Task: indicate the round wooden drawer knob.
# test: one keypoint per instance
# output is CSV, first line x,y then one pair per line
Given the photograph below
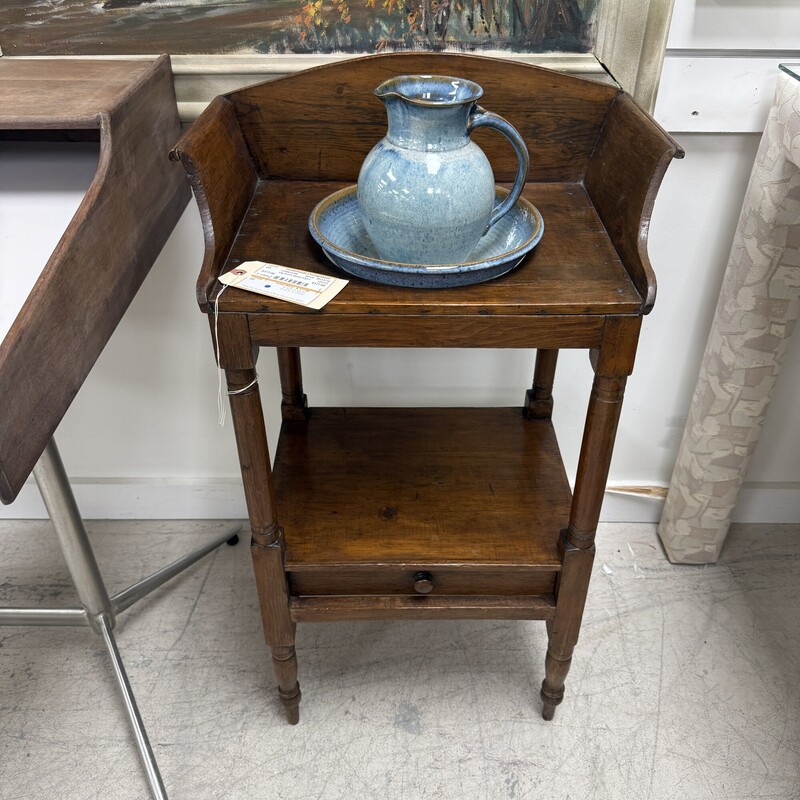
x,y
423,582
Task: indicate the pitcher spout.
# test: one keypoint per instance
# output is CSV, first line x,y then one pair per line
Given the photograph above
x,y
430,90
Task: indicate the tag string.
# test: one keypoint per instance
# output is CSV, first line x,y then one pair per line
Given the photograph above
x,y
221,404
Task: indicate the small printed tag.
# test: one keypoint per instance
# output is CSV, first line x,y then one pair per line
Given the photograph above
x,y
284,283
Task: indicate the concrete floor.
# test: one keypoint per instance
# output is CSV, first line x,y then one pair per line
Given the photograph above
x,y
686,684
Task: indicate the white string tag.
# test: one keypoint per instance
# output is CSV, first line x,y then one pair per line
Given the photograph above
x,y
221,404
284,283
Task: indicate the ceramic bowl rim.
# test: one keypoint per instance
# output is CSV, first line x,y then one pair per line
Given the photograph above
x,y
399,266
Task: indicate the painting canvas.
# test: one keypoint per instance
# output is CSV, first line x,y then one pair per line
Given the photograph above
x,y
120,27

* **YOUR INSTRUCTIONS**
For the word "string", return every line of the records that holds it.

* **WRITTEN RESPONSE**
Task: indicate the tag string.
Task: indicate the white string tag.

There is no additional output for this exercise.